◆ Material provided:
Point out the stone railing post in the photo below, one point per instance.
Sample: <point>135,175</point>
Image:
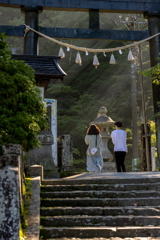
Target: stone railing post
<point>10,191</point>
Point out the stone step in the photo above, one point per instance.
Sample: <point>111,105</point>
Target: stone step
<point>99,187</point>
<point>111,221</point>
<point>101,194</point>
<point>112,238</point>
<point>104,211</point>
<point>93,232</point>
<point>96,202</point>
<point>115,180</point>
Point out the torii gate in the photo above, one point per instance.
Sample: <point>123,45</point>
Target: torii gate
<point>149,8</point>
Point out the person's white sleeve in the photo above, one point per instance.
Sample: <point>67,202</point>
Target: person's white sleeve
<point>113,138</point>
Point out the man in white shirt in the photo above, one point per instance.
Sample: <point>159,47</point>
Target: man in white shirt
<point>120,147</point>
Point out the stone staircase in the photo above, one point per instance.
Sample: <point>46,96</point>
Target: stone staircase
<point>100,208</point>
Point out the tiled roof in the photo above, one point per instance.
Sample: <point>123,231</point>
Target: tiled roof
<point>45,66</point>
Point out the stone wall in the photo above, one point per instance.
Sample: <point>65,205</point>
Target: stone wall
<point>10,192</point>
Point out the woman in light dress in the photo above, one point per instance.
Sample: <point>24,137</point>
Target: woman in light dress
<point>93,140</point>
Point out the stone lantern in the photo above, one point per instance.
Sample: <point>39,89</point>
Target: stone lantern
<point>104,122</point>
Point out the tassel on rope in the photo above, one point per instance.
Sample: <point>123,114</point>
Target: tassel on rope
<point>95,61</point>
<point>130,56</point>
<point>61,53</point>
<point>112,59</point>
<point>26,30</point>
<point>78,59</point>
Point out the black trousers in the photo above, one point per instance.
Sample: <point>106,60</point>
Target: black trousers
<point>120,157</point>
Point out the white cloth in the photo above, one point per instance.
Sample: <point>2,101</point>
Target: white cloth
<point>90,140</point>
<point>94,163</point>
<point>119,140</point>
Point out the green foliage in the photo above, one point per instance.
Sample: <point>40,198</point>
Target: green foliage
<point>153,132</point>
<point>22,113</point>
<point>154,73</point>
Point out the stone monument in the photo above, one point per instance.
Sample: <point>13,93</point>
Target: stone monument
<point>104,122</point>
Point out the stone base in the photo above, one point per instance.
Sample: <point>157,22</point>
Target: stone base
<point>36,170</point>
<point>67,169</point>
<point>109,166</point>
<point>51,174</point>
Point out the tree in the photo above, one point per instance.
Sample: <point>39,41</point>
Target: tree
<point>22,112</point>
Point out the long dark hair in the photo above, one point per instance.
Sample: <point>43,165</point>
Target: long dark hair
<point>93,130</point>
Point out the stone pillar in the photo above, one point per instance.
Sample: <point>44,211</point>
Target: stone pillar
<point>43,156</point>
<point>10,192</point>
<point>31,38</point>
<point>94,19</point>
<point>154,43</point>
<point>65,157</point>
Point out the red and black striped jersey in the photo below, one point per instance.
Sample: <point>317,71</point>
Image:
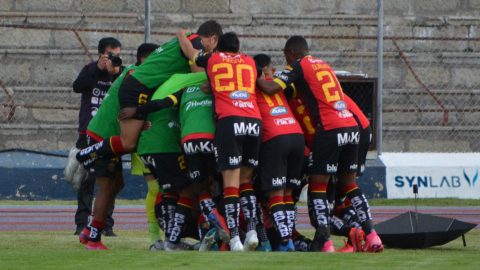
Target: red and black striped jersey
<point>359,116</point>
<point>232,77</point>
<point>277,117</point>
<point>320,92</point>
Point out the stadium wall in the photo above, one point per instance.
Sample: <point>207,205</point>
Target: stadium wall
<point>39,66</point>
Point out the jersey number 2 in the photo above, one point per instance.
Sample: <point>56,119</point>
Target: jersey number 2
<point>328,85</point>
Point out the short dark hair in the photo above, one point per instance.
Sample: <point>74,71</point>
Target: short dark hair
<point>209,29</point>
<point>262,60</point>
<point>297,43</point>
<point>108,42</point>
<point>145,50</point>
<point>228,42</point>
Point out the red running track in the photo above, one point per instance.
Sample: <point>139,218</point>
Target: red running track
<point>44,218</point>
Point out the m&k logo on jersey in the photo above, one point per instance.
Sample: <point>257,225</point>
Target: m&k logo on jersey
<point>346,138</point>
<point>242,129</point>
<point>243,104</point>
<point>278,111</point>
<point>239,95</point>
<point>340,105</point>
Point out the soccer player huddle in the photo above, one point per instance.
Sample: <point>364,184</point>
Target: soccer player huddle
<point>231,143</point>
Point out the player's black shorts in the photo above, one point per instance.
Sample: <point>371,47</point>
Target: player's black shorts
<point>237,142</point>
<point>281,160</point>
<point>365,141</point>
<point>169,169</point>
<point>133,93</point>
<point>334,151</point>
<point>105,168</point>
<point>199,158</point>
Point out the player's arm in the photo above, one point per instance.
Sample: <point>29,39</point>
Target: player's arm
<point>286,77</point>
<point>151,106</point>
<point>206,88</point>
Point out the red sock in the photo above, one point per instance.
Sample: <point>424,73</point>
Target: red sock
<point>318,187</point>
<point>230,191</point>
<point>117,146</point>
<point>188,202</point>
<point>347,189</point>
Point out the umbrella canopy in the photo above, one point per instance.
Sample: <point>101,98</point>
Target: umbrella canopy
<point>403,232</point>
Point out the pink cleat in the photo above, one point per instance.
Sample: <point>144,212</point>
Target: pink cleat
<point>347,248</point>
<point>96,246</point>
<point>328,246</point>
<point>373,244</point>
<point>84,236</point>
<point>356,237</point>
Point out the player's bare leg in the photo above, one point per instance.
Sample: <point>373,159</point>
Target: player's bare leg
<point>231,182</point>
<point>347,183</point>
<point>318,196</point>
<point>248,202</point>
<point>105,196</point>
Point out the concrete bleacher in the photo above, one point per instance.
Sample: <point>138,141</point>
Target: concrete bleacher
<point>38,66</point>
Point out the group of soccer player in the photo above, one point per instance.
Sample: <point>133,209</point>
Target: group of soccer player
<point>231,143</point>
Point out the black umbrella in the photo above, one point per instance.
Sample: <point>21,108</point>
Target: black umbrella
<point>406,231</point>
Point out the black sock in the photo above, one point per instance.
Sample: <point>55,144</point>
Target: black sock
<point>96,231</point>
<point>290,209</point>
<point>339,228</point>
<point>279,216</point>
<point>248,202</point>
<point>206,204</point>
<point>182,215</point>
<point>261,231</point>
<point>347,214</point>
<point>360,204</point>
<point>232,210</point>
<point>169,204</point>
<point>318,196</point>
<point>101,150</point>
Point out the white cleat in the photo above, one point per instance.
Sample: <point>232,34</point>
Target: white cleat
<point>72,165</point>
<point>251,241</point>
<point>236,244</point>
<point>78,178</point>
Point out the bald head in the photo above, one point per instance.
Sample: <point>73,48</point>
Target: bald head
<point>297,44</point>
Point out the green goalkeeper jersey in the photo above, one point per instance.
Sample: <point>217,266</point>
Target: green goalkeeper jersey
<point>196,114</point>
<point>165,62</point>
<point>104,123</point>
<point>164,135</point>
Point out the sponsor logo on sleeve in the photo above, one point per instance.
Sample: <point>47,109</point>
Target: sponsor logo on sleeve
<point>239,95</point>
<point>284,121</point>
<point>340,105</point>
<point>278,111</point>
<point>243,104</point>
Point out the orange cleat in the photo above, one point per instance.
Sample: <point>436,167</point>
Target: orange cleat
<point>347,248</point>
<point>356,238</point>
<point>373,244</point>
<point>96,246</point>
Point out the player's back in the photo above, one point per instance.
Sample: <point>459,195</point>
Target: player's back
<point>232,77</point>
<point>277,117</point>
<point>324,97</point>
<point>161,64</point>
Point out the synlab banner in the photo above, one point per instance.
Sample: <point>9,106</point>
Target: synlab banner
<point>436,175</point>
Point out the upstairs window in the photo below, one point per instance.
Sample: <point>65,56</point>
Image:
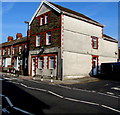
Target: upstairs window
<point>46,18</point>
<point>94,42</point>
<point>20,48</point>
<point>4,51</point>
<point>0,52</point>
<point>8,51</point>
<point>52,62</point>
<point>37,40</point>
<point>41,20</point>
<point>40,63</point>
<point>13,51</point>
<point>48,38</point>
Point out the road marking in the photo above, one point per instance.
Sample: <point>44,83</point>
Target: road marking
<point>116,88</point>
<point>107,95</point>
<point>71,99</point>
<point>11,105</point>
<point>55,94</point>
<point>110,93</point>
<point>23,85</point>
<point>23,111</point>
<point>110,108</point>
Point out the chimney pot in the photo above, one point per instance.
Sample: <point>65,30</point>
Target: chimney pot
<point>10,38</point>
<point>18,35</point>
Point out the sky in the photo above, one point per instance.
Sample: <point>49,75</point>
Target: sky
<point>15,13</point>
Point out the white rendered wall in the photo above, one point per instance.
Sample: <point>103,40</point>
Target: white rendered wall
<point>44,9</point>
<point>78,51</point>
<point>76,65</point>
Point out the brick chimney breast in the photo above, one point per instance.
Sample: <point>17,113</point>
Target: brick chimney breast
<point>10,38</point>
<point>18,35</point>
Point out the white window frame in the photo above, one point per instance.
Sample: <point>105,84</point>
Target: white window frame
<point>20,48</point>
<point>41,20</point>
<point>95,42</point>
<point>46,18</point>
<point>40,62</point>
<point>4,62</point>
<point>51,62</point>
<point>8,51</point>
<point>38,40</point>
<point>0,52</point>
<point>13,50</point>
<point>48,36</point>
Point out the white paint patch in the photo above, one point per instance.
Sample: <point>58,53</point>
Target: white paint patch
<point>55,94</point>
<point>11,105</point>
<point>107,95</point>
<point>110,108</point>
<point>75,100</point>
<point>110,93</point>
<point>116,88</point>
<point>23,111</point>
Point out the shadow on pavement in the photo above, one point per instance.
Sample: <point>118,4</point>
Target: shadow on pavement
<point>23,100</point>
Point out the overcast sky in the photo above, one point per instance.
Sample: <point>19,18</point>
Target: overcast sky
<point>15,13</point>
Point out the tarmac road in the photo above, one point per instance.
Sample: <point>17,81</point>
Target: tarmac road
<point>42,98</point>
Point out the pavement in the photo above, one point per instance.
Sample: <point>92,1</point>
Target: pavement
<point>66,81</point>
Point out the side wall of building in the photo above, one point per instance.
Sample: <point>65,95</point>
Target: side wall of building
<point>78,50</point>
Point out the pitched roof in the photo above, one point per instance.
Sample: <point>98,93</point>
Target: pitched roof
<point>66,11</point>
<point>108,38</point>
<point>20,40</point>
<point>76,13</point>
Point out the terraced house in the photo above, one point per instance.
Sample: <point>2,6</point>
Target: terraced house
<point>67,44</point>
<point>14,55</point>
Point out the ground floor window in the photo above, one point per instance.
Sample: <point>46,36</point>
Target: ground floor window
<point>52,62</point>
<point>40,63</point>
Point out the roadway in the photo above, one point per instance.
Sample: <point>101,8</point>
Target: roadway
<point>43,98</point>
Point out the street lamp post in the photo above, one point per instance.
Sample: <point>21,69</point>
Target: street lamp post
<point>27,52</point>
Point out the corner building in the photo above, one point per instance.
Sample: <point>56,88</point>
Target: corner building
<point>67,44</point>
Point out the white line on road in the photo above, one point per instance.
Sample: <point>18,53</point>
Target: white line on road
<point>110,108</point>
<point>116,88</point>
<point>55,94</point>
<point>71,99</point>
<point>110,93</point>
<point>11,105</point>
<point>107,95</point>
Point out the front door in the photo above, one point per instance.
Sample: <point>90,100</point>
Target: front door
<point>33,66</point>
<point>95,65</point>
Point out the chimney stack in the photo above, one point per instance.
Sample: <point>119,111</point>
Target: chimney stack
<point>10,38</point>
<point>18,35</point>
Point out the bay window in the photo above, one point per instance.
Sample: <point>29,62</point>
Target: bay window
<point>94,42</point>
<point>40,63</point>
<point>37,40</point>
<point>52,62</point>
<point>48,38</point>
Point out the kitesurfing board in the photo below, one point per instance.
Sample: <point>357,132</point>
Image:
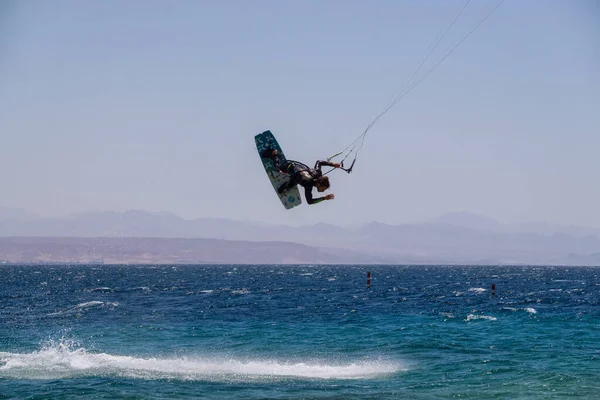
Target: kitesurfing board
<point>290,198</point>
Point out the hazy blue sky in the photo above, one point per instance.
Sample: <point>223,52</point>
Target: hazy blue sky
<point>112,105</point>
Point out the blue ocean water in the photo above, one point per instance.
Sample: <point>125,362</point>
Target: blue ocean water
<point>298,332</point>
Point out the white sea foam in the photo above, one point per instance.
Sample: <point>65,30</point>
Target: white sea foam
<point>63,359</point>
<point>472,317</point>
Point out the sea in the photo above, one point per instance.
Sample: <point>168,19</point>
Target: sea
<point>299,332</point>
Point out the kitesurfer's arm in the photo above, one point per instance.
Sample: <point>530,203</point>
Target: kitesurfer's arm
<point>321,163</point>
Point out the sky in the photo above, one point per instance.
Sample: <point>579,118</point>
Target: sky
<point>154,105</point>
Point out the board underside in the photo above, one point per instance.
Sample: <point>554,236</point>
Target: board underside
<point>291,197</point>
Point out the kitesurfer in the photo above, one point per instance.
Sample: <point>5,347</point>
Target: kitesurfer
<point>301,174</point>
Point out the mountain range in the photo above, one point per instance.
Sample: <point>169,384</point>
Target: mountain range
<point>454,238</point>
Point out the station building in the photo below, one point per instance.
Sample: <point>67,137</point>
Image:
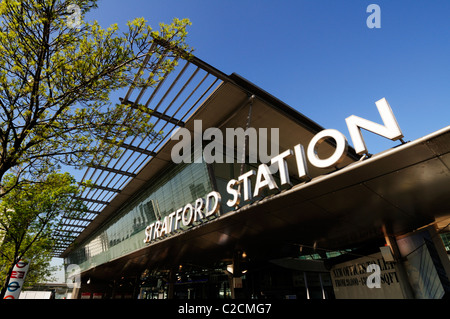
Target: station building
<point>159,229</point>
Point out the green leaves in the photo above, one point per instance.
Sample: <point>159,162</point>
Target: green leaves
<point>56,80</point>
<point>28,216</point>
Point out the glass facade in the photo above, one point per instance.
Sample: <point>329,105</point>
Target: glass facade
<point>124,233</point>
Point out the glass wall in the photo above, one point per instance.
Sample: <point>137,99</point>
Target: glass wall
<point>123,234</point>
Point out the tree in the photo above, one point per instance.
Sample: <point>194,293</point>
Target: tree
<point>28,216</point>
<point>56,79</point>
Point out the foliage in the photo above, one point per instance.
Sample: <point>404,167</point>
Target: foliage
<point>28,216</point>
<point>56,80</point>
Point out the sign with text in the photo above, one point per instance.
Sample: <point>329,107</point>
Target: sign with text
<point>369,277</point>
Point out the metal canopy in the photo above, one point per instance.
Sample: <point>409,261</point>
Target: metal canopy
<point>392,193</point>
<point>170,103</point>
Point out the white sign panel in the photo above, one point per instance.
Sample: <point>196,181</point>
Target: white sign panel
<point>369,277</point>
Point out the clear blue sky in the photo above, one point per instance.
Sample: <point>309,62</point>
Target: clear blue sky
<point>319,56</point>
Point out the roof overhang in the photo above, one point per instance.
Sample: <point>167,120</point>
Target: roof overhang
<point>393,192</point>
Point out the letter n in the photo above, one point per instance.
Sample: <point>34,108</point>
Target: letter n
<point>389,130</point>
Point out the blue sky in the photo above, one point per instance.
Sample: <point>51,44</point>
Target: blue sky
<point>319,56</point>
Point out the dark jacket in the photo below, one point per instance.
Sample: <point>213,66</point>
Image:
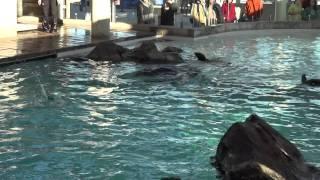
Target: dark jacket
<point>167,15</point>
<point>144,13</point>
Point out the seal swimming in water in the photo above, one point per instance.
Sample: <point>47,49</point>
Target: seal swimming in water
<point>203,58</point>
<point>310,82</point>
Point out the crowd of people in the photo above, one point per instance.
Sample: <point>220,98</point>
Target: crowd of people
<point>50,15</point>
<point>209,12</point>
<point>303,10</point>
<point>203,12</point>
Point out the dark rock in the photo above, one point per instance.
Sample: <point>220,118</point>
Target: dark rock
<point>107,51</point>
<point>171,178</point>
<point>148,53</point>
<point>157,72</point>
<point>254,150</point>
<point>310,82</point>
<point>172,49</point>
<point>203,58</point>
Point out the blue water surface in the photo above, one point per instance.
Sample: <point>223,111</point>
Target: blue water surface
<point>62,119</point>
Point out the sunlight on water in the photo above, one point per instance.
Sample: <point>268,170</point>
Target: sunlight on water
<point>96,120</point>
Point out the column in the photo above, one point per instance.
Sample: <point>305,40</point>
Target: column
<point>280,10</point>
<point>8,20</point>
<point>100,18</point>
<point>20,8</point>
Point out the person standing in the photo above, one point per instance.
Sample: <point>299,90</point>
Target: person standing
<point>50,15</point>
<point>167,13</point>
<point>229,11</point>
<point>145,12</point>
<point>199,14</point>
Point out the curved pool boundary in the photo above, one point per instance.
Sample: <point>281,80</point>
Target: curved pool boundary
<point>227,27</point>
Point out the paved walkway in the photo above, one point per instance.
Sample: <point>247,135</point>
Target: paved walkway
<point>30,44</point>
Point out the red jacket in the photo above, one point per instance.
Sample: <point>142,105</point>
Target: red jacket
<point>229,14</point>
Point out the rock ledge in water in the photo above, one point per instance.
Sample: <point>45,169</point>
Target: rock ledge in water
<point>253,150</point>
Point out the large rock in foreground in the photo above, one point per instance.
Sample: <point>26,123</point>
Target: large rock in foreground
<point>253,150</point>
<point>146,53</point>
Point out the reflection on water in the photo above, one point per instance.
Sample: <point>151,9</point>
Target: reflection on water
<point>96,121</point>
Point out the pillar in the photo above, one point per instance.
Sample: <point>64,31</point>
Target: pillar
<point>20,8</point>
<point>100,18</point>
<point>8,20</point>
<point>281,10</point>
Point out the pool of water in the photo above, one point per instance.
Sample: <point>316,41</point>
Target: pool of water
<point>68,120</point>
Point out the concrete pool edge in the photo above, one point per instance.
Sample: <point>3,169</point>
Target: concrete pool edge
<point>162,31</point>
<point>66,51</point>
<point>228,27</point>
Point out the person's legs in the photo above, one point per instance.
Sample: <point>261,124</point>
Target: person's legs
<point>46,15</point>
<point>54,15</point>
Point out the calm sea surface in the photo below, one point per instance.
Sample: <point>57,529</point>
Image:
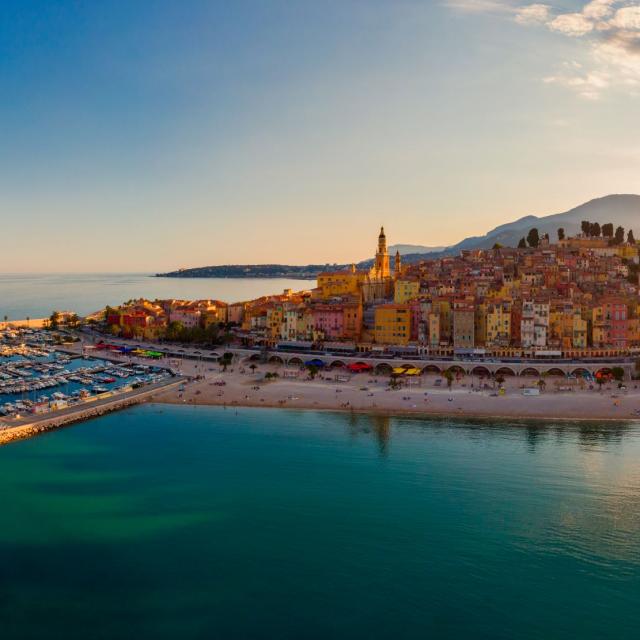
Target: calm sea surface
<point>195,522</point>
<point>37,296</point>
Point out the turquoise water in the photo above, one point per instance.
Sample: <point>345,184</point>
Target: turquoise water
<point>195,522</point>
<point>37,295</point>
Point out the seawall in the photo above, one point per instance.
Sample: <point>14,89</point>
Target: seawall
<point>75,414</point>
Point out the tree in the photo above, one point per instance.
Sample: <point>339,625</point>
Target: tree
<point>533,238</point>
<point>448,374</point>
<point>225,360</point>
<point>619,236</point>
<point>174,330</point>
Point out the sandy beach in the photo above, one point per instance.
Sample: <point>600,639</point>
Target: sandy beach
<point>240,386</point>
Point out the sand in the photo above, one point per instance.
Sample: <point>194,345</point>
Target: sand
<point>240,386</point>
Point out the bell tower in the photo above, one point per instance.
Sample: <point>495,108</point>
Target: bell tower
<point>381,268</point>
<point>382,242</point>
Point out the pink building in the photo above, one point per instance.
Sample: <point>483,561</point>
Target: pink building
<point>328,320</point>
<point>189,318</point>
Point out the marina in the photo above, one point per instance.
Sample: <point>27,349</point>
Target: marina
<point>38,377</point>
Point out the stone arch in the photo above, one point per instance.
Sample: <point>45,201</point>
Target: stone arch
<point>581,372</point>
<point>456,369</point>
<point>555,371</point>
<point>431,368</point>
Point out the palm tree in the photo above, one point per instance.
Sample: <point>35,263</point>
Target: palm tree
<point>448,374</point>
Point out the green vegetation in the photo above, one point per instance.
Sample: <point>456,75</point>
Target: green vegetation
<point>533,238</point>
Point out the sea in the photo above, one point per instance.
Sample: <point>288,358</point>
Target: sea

◆ Task description:
Taking the entries above, extract every line from the one bearing "Target: ground floor window" through the one bearing "Point out the blue ocean", exactly, with no pictures.

◆ Your solution:
Target: ground floor window
<point>52,62</point>
<point>40,63</point>
Point out the roadway in the photo above, one point per instance.
Sample: <point>101,8</point>
Target: roadway
<point>43,98</point>
Point out the street lamp post in the photo above, one point per instance.
Sample: <point>21,69</point>
Target: street lamp post
<point>27,52</point>
Point out the corner building in the photo above, one point per instance.
Sample: <point>56,88</point>
Target: corner building
<point>67,44</point>
Point out the white line on road in the photo above, one point per instance.
Sample: <point>18,53</point>
Target: white line on road
<point>110,108</point>
<point>116,88</point>
<point>55,94</point>
<point>71,99</point>
<point>110,93</point>
<point>11,105</point>
<point>107,95</point>
Point out the front door in the photo above, one point per instance.
Sample: <point>90,100</point>
Target: front door
<point>33,66</point>
<point>95,65</point>
Point out the chimney stack in the photo above, one point per instance.
Sample: <point>119,111</point>
Target: chimney stack
<point>10,38</point>
<point>18,35</point>
Point out the bay window in the photo above, one point per instance.
Sample: <point>29,62</point>
Target: bay window
<point>94,42</point>
<point>40,63</point>
<point>37,40</point>
<point>52,62</point>
<point>48,38</point>
Point out the kitesurfing board in the photo below, one point per instance.
Sample: <point>357,132</point>
Image:
Target: kitesurfing board
<point>290,198</point>
Point out the hazy blue sky in the photo above, one point per instance.
Sample: <point>223,52</point>
Target: hazy blue sky
<point>112,105</point>
Point out the blue ocean water in the photo above, one point per instance.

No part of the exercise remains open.